== Exercise ==
Extract every line from the records below that contains the word "bird", and keep to the exact letter case when matching.

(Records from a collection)
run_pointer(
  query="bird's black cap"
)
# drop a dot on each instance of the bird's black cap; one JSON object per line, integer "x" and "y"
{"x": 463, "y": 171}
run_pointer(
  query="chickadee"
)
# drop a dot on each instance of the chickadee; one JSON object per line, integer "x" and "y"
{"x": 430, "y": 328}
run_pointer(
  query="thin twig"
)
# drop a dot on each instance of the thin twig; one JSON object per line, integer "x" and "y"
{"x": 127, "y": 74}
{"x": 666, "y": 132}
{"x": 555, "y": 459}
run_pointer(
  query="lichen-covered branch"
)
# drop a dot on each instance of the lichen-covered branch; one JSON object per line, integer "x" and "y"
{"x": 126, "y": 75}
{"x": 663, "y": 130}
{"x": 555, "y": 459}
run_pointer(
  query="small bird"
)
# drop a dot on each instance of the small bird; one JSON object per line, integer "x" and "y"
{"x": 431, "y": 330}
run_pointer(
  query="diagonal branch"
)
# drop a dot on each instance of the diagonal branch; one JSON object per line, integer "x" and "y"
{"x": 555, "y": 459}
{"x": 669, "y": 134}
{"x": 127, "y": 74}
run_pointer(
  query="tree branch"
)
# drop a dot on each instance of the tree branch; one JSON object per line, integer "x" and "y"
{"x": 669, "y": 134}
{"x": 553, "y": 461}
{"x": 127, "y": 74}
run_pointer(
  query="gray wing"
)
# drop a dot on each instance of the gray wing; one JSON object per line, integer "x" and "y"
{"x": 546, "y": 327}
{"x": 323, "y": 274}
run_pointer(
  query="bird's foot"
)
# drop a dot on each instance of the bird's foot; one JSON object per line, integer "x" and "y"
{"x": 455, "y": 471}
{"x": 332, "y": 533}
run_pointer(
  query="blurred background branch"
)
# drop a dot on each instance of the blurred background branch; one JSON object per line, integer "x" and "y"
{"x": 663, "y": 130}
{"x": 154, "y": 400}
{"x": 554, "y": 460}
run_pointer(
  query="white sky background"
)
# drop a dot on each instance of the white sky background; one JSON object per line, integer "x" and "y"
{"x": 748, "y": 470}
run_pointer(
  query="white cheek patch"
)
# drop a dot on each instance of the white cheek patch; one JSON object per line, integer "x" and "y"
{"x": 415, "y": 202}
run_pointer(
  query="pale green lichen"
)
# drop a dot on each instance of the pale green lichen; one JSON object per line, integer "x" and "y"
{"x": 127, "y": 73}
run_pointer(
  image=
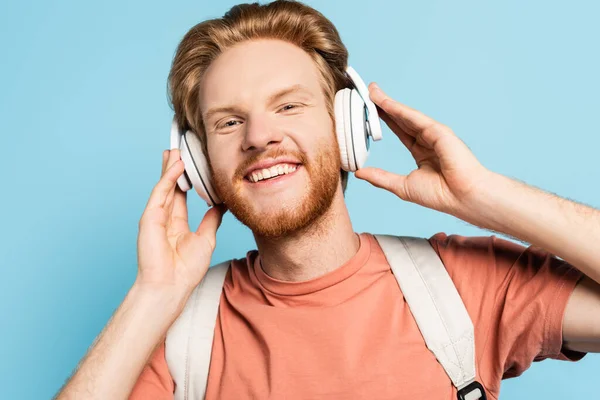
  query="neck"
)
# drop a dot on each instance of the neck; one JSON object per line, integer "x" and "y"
{"x": 317, "y": 249}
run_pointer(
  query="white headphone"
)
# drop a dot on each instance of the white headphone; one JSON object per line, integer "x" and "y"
{"x": 356, "y": 120}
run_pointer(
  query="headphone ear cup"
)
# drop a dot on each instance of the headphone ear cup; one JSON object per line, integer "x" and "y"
{"x": 341, "y": 108}
{"x": 197, "y": 168}
{"x": 358, "y": 121}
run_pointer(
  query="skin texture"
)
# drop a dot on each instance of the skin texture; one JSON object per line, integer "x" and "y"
{"x": 301, "y": 226}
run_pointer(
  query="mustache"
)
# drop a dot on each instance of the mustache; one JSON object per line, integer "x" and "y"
{"x": 271, "y": 153}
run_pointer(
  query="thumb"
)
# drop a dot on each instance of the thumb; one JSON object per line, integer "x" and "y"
{"x": 211, "y": 222}
{"x": 383, "y": 179}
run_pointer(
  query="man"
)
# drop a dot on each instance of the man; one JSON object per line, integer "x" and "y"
{"x": 316, "y": 312}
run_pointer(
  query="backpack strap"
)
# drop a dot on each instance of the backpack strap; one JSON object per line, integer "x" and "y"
{"x": 188, "y": 344}
{"x": 437, "y": 308}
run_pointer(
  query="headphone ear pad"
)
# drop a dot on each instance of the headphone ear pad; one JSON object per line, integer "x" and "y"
{"x": 342, "y": 124}
{"x": 197, "y": 168}
{"x": 359, "y": 139}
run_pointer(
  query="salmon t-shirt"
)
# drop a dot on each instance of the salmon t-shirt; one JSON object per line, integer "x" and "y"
{"x": 350, "y": 334}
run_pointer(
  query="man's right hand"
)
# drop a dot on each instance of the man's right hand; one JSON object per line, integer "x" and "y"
{"x": 169, "y": 254}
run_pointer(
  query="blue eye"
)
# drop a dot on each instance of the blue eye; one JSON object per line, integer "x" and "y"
{"x": 233, "y": 120}
{"x": 289, "y": 105}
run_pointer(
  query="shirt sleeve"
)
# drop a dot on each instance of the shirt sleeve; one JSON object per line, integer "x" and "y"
{"x": 155, "y": 381}
{"x": 516, "y": 296}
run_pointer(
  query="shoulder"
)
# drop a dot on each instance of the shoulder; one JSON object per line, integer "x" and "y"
{"x": 457, "y": 251}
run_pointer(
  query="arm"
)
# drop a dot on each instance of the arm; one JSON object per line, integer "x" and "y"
{"x": 112, "y": 366}
{"x": 172, "y": 260}
{"x": 450, "y": 179}
{"x": 561, "y": 227}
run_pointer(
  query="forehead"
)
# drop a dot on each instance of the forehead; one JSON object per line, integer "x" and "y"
{"x": 250, "y": 71}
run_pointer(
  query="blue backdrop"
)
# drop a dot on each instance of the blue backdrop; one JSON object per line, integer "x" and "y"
{"x": 84, "y": 118}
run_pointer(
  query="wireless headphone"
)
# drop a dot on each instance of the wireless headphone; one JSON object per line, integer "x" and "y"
{"x": 356, "y": 120}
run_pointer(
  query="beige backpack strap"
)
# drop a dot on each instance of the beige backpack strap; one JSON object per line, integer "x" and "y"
{"x": 437, "y": 308}
{"x": 188, "y": 343}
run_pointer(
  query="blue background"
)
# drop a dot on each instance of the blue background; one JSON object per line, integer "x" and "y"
{"x": 84, "y": 118}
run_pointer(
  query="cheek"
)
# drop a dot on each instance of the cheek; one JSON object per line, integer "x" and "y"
{"x": 220, "y": 161}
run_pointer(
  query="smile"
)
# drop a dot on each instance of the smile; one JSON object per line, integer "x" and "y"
{"x": 275, "y": 172}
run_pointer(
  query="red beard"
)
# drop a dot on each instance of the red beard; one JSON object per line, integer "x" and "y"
{"x": 324, "y": 178}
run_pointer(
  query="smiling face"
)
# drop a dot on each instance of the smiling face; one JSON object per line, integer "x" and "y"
{"x": 270, "y": 139}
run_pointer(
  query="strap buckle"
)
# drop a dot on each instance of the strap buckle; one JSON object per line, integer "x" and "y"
{"x": 473, "y": 391}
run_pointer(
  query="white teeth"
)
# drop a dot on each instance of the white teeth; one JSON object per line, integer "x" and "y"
{"x": 272, "y": 172}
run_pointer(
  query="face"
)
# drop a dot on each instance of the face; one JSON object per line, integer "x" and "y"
{"x": 271, "y": 142}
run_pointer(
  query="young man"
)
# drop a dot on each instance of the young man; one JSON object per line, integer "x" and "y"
{"x": 315, "y": 312}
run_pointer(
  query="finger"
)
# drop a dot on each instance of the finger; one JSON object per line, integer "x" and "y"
{"x": 406, "y": 139}
{"x": 180, "y": 205}
{"x": 173, "y": 157}
{"x": 210, "y": 223}
{"x": 414, "y": 121}
{"x": 383, "y": 179}
{"x": 165, "y": 185}
{"x": 164, "y": 164}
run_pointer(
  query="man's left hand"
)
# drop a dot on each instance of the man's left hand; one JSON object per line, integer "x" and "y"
{"x": 448, "y": 176}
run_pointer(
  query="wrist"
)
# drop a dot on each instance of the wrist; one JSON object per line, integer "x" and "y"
{"x": 165, "y": 299}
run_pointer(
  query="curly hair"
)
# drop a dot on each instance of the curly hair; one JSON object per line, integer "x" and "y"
{"x": 287, "y": 20}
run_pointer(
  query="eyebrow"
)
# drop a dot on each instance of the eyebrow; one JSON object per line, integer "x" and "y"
{"x": 272, "y": 98}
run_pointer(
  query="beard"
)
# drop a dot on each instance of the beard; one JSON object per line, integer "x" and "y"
{"x": 324, "y": 178}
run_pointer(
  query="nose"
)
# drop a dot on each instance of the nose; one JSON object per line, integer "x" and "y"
{"x": 260, "y": 133}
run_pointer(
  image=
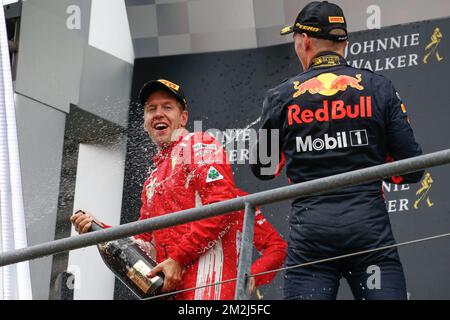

== Solution below ==
  query="bird's black cap"
# drop a dot on each instance of the bird's black cap; one JSON object per line, integer "x" and "y"
  query="small bird"
# drop a dot on each instance of the small bird; one JSON object per line, integer "x" and "y"
  query="bird's foot"
# drop a dot on each instance of the bird's foot; one JSON object per line, integer "x" and "y"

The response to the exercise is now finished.